Thursday, January 4, 2018

{small steps to clean beauty}


Everyone is all about CLEAN these days—from food to beauty. And since my sister works for goop, I've been introduced to many clean, organic products that I've slowly started investing in over the past few years.

Clean products can tend to be more expensive, but I believe spending a little extra money is worth using products that aren't harmful to my body. I didn't replace everything in my beauty bag all at once, but started with one product at a time to see what works, what I like, and what I wanted to prioritize. (And save money!)

All of the products I use need to be gluten free as well, so luckily everything below is celiac-friendly. (As an example, if I'm using shampoo that has gluten in it, there's a high chance I'll swallow soapy water and ingest gluten. Not good!)

This goop article is a great resource if you don't know where to start. It highlights the most important products to swap out first and aligns with what I've done so far.

FYI: I'm not being paid to write this by any company, my sister gets nothing out of it (she doesn't know I'm writing it!), nor am I posting affiliate links.

Okay, here's what I swapped out:


1) Deodorant
This is the #1 thing you should replace first! Usually people's first thought is that clean deodorant doesn't work, and honestly, I was skeptic too. But the tip is: the more you use it, the more it'll work. You just have to give your body time to get used to it.

I first used Schmidt's Bergamot + Lime deodorant then switched to this Jasmine Tea scent. Not only do they smell great, but I haven't had any issues with perspiration or odor. I'm obsessed.

2) Face Oil
Not a replacement, more an addition. I've heard from a few different people that using oil on their face has changed their skin entirely, so I was thrilled when I was gifted the goop Face Oil for Christmas. I use it twice daily and it's added so much moisture to my dry skin. I really love it. (For those willing to splurge, I've heard Vitner's Daughter is exceptional. We gave it to my mom and I'm excited to see what she thinks of it!)

**Records provided:**
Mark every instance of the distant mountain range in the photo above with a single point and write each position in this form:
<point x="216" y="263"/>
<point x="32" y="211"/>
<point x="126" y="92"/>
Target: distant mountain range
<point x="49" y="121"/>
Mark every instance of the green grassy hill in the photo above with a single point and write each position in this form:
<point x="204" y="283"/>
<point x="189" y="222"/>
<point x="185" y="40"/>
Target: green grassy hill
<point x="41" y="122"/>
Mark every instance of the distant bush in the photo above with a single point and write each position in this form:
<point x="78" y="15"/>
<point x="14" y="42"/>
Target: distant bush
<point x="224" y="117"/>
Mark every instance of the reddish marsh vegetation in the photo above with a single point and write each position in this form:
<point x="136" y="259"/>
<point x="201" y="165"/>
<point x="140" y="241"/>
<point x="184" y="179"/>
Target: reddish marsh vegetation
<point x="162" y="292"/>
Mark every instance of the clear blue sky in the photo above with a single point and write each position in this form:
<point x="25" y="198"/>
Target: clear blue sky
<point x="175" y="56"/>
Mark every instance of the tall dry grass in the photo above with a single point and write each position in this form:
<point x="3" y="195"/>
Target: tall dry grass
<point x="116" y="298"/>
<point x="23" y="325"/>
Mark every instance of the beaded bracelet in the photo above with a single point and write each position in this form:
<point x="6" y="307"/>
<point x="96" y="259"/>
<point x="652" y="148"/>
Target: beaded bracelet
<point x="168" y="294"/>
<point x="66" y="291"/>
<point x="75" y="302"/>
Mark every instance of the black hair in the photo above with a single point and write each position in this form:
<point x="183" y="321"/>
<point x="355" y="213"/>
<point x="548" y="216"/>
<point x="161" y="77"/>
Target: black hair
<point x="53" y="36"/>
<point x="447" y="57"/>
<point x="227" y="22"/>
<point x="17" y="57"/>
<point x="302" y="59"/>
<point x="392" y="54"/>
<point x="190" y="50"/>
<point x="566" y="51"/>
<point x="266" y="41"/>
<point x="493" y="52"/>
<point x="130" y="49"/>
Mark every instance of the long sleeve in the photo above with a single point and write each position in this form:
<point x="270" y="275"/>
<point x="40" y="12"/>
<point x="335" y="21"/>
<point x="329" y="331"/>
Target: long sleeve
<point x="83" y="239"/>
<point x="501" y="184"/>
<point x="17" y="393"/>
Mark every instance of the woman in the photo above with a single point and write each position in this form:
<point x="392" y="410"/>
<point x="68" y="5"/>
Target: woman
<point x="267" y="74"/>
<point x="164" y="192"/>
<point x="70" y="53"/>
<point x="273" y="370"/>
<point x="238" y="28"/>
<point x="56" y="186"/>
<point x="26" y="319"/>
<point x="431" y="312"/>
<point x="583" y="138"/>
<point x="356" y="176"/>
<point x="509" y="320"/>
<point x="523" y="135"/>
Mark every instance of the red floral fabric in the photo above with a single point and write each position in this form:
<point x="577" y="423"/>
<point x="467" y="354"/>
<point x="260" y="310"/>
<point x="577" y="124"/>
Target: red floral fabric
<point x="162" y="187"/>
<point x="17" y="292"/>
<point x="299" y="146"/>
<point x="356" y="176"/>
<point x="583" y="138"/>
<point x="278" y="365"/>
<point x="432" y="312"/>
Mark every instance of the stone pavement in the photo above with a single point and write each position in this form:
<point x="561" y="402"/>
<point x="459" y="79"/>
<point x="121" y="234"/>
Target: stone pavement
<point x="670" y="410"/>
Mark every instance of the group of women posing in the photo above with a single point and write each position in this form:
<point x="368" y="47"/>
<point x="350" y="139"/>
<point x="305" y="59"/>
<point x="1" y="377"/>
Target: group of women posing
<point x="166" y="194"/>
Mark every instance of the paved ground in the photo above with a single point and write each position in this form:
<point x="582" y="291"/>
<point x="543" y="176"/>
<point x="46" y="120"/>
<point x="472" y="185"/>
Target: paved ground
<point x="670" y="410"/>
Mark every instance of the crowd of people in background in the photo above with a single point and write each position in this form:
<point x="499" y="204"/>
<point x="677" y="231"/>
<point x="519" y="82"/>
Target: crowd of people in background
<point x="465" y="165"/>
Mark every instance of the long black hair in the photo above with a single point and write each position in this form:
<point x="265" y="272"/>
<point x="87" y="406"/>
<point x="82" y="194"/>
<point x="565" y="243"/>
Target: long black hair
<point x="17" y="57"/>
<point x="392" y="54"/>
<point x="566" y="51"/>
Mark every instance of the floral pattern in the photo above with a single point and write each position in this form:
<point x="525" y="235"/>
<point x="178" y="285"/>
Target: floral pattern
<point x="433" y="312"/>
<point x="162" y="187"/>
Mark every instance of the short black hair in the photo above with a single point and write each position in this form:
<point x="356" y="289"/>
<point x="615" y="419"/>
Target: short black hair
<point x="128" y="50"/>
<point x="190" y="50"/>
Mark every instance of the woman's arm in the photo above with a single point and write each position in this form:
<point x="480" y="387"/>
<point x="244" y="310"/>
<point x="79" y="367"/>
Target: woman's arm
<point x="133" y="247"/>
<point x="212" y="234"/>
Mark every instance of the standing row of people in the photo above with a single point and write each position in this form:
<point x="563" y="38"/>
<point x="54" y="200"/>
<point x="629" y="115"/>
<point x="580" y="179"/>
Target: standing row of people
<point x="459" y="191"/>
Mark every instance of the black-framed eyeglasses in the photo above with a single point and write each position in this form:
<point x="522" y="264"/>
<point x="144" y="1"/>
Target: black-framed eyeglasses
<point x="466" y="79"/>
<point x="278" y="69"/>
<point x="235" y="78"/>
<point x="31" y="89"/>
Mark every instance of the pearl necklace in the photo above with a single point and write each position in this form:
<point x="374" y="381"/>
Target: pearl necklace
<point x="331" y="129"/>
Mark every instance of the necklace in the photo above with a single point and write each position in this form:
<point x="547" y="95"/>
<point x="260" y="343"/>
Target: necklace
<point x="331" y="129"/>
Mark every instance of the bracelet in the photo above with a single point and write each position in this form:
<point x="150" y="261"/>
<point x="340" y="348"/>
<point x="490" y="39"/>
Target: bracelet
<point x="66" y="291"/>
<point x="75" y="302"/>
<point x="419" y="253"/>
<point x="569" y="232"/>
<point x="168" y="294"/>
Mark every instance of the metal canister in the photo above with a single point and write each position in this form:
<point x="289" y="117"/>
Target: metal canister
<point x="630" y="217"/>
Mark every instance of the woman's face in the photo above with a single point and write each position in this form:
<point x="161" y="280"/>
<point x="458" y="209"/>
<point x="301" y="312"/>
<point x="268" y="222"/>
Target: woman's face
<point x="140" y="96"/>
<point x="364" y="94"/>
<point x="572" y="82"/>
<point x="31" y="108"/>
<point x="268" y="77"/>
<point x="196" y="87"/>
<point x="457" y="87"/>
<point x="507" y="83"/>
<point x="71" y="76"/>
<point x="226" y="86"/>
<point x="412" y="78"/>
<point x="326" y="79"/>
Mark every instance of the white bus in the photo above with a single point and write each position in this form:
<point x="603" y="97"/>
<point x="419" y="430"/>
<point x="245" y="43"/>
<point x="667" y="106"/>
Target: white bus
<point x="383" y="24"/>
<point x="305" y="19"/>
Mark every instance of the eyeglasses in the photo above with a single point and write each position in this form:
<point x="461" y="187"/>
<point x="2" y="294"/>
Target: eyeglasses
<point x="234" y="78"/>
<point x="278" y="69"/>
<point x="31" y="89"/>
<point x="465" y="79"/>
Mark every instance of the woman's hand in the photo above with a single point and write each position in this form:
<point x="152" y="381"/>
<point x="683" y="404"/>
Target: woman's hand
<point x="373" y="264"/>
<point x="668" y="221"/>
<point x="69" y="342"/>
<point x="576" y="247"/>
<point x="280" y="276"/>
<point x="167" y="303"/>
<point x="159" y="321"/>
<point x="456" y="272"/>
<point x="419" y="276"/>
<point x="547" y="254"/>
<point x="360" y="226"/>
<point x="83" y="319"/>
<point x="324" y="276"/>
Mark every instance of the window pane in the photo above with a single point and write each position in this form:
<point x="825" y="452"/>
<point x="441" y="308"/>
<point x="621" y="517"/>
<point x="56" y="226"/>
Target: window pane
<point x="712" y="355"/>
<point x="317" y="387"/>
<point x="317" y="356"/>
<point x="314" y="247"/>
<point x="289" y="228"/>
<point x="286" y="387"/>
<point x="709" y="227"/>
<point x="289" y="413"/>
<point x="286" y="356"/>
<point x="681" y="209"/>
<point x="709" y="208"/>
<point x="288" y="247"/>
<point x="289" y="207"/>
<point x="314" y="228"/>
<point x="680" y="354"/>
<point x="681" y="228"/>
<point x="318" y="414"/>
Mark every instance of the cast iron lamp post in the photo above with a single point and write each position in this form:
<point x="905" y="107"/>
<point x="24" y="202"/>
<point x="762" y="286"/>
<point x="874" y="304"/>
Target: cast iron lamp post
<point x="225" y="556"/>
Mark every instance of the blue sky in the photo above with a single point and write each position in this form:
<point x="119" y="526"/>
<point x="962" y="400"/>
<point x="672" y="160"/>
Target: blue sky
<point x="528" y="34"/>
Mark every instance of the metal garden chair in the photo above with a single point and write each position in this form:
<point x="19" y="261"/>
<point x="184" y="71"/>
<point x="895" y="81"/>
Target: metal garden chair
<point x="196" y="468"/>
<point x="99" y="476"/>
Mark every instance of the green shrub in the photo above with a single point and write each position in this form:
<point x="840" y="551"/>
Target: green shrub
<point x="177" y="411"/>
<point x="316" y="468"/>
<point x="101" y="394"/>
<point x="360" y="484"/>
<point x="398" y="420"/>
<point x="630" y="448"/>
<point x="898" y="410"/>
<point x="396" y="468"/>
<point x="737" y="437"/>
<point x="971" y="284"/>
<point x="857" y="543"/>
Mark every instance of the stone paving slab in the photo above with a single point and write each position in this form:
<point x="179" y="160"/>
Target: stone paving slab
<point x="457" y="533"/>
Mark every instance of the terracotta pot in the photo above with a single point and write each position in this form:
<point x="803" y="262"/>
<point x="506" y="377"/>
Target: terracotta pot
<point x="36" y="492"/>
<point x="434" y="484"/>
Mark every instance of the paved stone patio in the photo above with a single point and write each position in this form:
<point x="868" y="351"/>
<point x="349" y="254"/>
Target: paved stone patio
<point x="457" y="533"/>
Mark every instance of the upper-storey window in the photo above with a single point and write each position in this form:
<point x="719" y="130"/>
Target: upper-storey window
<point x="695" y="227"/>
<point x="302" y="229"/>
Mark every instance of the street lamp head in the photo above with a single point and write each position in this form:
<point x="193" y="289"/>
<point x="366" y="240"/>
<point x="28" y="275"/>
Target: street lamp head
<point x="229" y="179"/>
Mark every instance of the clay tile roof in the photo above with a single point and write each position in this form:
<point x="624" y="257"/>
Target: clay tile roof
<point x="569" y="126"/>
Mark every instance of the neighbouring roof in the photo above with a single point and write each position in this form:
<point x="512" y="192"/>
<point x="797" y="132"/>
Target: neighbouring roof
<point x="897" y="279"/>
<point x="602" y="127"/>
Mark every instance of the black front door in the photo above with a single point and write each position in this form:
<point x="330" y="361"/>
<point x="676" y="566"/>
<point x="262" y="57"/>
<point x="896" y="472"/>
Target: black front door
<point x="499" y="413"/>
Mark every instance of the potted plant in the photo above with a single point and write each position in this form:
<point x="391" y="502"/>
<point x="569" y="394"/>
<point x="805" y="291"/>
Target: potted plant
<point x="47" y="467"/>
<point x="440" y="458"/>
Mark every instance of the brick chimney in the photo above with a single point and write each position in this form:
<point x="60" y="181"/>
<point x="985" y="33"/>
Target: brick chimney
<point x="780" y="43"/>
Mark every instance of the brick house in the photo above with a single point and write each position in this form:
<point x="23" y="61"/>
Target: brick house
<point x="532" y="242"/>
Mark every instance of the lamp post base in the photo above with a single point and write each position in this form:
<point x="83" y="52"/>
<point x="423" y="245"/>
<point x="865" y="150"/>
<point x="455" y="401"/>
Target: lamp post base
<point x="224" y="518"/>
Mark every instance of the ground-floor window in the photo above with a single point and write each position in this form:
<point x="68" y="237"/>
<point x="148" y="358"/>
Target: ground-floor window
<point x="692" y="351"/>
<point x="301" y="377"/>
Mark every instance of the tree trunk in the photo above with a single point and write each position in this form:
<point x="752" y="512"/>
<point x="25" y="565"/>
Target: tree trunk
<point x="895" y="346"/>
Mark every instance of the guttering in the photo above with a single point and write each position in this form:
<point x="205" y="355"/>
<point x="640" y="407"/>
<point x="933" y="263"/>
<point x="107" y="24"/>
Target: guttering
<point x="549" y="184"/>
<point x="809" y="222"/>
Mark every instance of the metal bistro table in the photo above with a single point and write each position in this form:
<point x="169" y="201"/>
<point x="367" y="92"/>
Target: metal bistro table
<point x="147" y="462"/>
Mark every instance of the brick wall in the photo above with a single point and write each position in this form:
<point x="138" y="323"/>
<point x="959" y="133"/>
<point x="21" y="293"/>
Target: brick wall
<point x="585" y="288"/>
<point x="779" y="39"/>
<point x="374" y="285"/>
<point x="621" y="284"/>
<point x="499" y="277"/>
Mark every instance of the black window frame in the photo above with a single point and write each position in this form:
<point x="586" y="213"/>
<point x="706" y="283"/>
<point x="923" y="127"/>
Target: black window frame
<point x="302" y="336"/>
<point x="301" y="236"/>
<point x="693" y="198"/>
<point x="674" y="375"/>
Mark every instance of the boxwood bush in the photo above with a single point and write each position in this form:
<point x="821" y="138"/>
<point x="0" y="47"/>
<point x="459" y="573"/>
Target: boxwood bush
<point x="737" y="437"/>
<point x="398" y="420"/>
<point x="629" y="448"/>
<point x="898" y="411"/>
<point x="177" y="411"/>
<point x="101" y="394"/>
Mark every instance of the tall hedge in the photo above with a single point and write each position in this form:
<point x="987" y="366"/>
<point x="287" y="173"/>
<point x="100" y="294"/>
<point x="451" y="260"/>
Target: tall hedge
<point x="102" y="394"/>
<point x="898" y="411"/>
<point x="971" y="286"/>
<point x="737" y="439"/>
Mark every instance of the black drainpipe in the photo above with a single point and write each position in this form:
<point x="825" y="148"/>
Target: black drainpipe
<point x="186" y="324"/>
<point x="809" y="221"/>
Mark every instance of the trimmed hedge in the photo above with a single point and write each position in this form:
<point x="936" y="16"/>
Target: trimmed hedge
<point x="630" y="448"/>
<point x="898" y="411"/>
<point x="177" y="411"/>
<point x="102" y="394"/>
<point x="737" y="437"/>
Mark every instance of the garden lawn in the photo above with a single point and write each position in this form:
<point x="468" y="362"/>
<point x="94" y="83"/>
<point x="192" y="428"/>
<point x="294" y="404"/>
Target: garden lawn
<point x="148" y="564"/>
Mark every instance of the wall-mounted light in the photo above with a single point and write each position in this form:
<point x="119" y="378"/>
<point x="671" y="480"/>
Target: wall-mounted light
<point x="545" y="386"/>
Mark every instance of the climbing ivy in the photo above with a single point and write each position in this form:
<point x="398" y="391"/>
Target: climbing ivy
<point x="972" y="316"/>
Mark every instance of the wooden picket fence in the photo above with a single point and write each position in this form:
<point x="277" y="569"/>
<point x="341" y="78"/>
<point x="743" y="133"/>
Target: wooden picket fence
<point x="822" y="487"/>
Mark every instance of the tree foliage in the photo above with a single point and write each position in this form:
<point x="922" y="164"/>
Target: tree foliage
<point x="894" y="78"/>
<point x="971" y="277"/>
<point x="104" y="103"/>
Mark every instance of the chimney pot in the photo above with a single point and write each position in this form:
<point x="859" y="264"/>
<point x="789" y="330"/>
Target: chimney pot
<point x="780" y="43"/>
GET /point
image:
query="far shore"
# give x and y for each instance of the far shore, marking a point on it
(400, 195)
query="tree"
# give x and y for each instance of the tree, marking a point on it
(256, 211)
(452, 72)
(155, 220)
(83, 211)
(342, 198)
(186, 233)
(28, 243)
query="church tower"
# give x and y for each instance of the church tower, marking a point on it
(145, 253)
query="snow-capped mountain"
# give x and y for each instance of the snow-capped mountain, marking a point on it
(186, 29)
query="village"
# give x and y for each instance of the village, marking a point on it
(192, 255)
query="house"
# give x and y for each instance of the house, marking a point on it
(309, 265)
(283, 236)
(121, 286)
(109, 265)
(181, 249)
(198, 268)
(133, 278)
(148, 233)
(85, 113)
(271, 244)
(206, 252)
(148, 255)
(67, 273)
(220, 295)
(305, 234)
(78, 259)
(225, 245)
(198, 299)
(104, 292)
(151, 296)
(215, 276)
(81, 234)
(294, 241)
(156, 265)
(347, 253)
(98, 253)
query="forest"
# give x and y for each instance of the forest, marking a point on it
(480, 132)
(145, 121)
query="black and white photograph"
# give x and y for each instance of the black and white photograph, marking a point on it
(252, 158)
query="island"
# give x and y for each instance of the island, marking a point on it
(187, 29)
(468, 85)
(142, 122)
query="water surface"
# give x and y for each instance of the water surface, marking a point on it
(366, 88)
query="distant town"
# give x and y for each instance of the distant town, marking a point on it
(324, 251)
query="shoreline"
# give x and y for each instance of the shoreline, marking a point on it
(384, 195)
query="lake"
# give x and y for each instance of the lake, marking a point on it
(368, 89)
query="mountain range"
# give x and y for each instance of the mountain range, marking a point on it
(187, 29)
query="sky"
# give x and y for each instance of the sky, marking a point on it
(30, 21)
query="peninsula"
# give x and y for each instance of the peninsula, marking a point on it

**Stated exercise:** In the clean beauty post, which Schmidt's deodorant scent did the writer use before switching to Jasmine Tea?

**The solution:** Bergamot + Lime